Which lines in the items below contain the word "point"? Show each of those lines in full.
#### Available records
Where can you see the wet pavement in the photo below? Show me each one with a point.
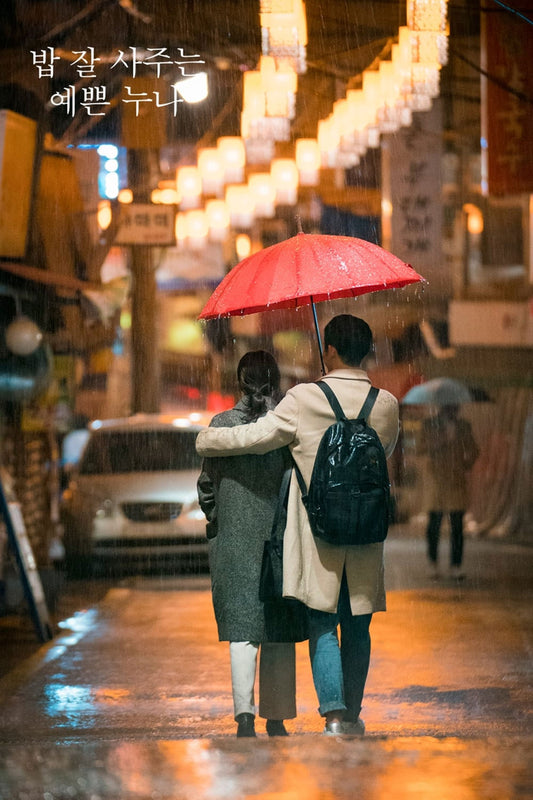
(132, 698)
########
#### Available records
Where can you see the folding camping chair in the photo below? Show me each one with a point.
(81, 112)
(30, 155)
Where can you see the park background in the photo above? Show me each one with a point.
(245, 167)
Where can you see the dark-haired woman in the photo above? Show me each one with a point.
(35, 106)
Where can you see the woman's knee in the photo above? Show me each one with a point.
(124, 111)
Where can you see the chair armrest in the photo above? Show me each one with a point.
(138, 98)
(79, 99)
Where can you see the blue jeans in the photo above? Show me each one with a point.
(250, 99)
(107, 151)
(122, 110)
########
= In response =
Where can you see the wet pavement in the photo below? Show me each one with a point.
Where can you see the folding camping chair in the photo below? Show me each one with a point.
Where can you see the park background in the photo above? Show me each one with a point.
Where can you see the dark-haired woman in the photo above? Show me each one with a point.
Where can you see the woman's knee in the photo above? Show me each one with a point.
Where can you see the chair armrest in the photo above? Show me each one with a point.
Where can you see the blue jeans in the photo above? Show me each one with a point.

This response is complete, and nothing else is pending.